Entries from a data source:

◆ ◆ ◆ ◆ ◆

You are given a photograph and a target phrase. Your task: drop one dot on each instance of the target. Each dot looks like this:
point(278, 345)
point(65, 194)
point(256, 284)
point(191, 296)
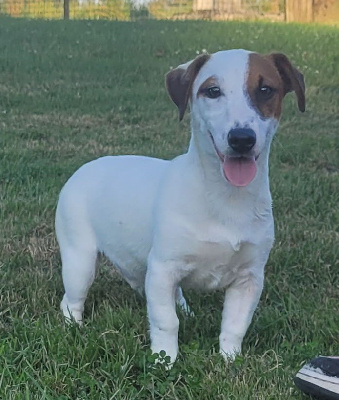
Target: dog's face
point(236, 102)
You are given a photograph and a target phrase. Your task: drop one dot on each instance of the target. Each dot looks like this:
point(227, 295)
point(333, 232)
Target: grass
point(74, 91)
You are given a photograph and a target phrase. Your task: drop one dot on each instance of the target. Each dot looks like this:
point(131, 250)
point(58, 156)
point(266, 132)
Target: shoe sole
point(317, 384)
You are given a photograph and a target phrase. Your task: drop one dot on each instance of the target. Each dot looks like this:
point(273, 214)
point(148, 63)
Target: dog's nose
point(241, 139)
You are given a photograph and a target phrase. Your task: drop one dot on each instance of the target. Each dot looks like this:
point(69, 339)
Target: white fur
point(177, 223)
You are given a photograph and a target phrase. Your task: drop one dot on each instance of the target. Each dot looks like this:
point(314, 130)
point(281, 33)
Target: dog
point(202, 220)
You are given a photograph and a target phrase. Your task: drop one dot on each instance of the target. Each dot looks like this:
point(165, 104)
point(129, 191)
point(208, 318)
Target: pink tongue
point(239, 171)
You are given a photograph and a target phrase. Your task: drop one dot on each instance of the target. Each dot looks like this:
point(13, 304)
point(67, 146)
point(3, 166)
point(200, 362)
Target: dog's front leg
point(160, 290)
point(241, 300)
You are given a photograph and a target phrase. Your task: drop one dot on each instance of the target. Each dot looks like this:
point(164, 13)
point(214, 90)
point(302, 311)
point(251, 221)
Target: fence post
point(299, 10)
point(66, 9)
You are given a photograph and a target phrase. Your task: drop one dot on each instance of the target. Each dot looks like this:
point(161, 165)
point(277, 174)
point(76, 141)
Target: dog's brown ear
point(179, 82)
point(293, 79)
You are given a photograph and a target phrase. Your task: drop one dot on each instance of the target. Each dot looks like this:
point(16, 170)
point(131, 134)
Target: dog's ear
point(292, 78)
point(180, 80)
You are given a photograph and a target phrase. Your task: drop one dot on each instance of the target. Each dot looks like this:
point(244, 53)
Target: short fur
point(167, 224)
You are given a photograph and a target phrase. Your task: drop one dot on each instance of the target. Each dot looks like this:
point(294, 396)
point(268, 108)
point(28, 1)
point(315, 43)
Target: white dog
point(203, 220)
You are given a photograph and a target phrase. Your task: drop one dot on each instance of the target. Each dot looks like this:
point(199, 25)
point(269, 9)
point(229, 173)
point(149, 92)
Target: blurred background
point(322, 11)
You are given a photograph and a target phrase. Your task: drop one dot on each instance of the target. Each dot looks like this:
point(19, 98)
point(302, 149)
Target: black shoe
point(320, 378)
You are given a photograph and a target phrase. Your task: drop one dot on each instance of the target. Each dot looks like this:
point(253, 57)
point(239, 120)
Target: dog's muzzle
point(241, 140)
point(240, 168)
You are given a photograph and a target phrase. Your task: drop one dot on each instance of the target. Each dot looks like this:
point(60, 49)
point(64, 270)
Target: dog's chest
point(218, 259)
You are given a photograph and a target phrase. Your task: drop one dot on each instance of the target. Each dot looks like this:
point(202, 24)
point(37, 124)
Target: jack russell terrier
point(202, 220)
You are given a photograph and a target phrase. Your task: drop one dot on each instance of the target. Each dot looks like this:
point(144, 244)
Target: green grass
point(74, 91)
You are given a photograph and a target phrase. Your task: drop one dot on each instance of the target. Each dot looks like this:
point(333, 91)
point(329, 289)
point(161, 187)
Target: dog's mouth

◆ ◆ ◆ ◆ ◆

TASK DIRECTIONS: Reproduce the entire listing above word for word, omitting the pictures.

RESPONSE FOR THIS EXERCISE:
You are given a photograph and a target phrase. Your task: drop one dot on each instance of the target. Each dot looks like this:
point(278, 345)
point(65, 194)
point(256, 284)
point(191, 296)
Target: dog's face
point(236, 102)
You are given a photograph and a target phrase. Your task: drop one dot on each instance of the target. Each dot looks like this:
point(227, 295)
point(333, 232)
Target: grass
point(74, 91)
You are given a photograph and a target phrase. Your task: drop one dot on each instance of the target. Each dot looks like this:
point(131, 250)
point(58, 156)
point(266, 132)
Target: shoe sole
point(317, 384)
You are given a photograph and a target phrase. Your task: drop one dot on each instance of the target. Each dot looks like this:
point(273, 214)
point(148, 63)
Target: dog's nose
point(241, 139)
You are given a photograph and a target phrase. Your task: drop one dot on each instance of the target. Each dot looks like this:
point(69, 339)
Target: white fur
point(177, 223)
You are given a photograph and a target phrase. Your task: drop one dot on each instance of the target. Each dot looks like this:
point(314, 130)
point(281, 33)
Target: dog
point(202, 220)
You are given a photograph and a target phrase. Your task: drop one dot on each instance of the target. Each dot looks like this:
point(165, 104)
point(129, 191)
point(208, 318)
Target: pink tongue
point(239, 171)
You are given a photograph and a target phrase. Your task: drop one dot on each instance of the target. Each dot looks like this:
point(13, 304)
point(67, 146)
point(3, 166)
point(200, 362)
Target: dog's front leg
point(160, 290)
point(241, 300)
You are given a photograph and a target phrase. Your task: drop one dot on each instance of the target. Each dot looks like this:
point(164, 13)
point(214, 90)
point(302, 311)
point(251, 221)
Target: fence post
point(299, 10)
point(66, 9)
You are given a photograph and a target phrase. Your task: drop one dot on each instance of the target. Each dot looks like this:
point(161, 165)
point(277, 174)
point(76, 141)
Target: dog's brown ear
point(179, 82)
point(293, 79)
You are given a photograph and a target phrase. Your task: drop one dot on each instance of the target. Each dot looks like this:
point(16, 170)
point(131, 134)
Target: dog's ear
point(292, 78)
point(180, 80)
You are given a photograph and a target phrase. Your task: drop one dot on each instance of the target. Each dot looks like this:
point(244, 53)
Target: short fur
point(167, 224)
You are given a photograph and a target phrase. Your task: drop one dot on each instance of the target. Each dot looks like this:
point(294, 396)
point(268, 108)
point(28, 1)
point(315, 43)
Target: white dog
point(203, 220)
You are given a photograph and a target phrase. Your task: drop one dot on each instance of the target. Each dot looks like this:
point(199, 25)
point(269, 9)
point(229, 173)
point(149, 92)
Target: blurred background
point(322, 11)
You are given a photograph and a target phrase. Your task: drop one dot on each instance of the target. Each dot looks like this:
point(19, 98)
point(302, 149)
Target: black shoe
point(320, 378)
You are given a photograph and a target phrase. Your task: drop one dot on each instance of the target. Each dot looks like this:
point(253, 57)
point(239, 120)
Target: dog's muzzle
point(241, 140)
point(240, 168)
You are given a photograph and a target phrase. Your task: drop one dot on each instance of the target. Each dot looks like this:
point(60, 49)
point(64, 270)
Target: dog's chest
point(218, 259)
You are given a photograph and a target phrase. Your task: drop one dot on each instance of the target. Each dot looks like this:
point(202, 24)
point(37, 124)
Target: jack russell terrier
point(202, 220)
You are given a photograph and a target phrase. Your task: drop one dot on each instance of the target. Each dot looks like this:
point(144, 244)
Target: green grass
point(74, 91)
You are given a photograph and a target phrase. Your task: drop one dot on each instance of the target. Each dot looks like this:
point(333, 91)
point(329, 289)
point(161, 187)
Target: dog's mouth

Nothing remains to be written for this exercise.